STATED TASK - Reproduce verbatim every line from the one that includes "Please tag the debris scattered" to the closing line of the entries; omit everything before it.

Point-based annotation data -
========================

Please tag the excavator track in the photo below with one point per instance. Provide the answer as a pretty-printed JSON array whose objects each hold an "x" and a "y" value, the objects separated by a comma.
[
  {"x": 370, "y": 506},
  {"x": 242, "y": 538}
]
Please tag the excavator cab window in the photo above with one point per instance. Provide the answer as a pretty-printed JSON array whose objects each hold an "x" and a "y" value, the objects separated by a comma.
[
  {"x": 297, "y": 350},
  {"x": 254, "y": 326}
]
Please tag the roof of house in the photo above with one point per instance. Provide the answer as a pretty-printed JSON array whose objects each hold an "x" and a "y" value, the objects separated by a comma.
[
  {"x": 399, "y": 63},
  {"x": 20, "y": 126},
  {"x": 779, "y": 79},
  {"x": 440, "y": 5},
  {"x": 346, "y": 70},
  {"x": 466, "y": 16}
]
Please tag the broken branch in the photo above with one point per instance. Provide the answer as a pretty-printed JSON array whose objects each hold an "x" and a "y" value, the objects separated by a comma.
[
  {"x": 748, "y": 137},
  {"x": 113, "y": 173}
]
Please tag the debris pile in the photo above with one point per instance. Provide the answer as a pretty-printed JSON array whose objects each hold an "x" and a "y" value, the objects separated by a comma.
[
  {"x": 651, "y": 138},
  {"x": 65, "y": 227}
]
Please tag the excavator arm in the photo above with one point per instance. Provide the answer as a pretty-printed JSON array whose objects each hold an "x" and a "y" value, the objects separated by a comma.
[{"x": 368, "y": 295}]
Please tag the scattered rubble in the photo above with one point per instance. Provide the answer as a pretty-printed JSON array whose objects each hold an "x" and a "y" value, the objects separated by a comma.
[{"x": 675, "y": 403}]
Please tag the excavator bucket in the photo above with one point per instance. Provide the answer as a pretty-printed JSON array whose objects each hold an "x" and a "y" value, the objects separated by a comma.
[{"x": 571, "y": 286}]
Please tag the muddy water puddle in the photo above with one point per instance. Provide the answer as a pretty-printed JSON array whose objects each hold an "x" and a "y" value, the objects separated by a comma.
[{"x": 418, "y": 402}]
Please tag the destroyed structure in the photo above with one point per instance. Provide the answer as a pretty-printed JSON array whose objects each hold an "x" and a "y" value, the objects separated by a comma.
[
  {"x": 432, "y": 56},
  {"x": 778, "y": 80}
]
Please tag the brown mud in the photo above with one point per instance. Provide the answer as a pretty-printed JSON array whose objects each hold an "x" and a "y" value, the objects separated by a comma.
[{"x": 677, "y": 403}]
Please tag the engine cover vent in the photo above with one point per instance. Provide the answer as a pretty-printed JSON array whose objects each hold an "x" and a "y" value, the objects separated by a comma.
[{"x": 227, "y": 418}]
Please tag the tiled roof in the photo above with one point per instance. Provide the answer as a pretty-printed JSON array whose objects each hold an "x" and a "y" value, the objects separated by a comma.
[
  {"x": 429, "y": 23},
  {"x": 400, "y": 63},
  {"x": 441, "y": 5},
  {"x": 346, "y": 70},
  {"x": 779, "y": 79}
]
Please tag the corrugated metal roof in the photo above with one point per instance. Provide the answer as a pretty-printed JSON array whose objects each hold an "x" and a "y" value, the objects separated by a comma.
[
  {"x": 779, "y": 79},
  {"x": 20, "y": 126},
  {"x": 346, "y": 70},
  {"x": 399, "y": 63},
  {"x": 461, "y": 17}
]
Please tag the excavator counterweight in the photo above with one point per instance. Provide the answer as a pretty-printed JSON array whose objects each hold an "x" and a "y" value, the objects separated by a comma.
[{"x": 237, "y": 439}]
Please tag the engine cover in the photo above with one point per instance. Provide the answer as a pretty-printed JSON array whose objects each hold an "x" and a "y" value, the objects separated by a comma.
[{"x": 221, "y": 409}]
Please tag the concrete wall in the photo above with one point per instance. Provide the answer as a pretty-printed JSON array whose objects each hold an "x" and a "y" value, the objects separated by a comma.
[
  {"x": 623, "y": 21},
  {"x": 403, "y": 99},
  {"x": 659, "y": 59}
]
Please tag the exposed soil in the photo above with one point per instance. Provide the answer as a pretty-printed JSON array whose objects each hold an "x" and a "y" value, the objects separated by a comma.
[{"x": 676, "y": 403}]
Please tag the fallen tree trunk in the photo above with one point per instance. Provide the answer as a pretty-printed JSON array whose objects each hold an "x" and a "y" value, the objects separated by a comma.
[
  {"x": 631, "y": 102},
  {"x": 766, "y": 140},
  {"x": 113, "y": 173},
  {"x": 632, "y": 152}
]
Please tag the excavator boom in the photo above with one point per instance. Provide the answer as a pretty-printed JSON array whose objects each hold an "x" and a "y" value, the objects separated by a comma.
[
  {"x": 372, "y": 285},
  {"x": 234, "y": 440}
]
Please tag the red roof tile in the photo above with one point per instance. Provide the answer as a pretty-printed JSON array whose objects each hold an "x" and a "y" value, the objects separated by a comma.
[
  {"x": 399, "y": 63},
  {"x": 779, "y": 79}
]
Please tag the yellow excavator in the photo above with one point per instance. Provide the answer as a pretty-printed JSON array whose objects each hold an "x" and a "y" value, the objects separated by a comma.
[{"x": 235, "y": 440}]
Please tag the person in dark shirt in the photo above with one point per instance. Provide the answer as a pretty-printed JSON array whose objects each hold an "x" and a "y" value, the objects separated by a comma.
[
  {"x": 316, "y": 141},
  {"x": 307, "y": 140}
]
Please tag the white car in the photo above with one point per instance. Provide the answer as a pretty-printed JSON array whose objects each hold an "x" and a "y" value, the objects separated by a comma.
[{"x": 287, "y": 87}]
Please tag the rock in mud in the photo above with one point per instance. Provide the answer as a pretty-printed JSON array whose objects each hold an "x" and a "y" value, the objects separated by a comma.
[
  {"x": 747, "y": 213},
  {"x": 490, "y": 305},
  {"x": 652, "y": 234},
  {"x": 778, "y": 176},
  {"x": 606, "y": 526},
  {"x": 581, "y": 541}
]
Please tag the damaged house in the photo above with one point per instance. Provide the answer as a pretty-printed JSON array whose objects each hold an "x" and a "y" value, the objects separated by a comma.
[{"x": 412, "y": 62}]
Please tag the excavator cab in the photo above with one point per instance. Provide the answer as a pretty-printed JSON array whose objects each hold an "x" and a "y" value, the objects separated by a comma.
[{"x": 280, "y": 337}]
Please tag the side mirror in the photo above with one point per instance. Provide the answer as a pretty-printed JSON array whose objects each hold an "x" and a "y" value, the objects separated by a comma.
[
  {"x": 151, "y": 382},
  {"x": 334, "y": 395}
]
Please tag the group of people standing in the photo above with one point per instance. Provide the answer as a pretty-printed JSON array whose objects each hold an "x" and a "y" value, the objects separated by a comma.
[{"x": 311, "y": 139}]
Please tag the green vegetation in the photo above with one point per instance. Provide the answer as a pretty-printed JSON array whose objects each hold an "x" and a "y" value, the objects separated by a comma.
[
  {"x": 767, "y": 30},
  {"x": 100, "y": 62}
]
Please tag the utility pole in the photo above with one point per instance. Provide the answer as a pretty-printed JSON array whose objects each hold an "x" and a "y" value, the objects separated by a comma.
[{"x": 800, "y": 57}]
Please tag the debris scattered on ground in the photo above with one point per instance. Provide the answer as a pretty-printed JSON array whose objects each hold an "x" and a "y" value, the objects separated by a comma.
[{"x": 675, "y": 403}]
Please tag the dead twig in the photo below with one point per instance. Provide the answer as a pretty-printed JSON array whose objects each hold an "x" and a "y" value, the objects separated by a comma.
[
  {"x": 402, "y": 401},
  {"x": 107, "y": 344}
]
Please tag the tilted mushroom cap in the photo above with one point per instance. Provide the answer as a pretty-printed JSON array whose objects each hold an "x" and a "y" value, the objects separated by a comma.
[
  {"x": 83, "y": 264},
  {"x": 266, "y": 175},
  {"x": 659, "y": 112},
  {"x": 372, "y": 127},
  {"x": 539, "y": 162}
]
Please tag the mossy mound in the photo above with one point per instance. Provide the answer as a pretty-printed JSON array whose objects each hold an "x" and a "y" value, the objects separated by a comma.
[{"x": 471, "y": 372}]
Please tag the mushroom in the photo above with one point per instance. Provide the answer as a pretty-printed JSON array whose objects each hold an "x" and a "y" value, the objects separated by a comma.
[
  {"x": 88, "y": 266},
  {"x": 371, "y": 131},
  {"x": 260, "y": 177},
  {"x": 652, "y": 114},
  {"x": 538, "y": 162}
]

========================

THE RESULT -
Please tag the debris scattered on ground in the photo above with one point per instance. Provide the answer as a pretty-printed JSON array whose objects each hold an "x" and a "y" value, the objects separated by a comma.
[{"x": 675, "y": 403}]
Please tag the dead twig in the photo below with one point per instance. Provide the answer as a pretty-printed JSON array whose objects each hold an "x" and a "y" value, the objects separated by a comma.
[
  {"x": 402, "y": 401},
  {"x": 107, "y": 344}
]
Please tag the tilted mushroom cap in the photo above with one point per instance. Provide the answer as a pretty-printed JSON array whose objects each hold an "x" and a "y" value, the objects separated by a comma.
[
  {"x": 83, "y": 264},
  {"x": 266, "y": 175},
  {"x": 659, "y": 112},
  {"x": 372, "y": 127},
  {"x": 539, "y": 162}
]
Please tag the mossy mound in the photo above with one point per instance. Provide the answer as a pretty-printed JSON array whose objects each hold an "x" and a "y" value, the objects separated by a comma.
[{"x": 471, "y": 372}]
Please tag the mushroom in the photo above with one point per instance. Provide the answer as a pretty-printed JSON array whose objects each hold an "x" and a "y" value, the objects separated by a comma.
[
  {"x": 88, "y": 266},
  {"x": 371, "y": 131},
  {"x": 260, "y": 177},
  {"x": 652, "y": 114},
  {"x": 538, "y": 162}
]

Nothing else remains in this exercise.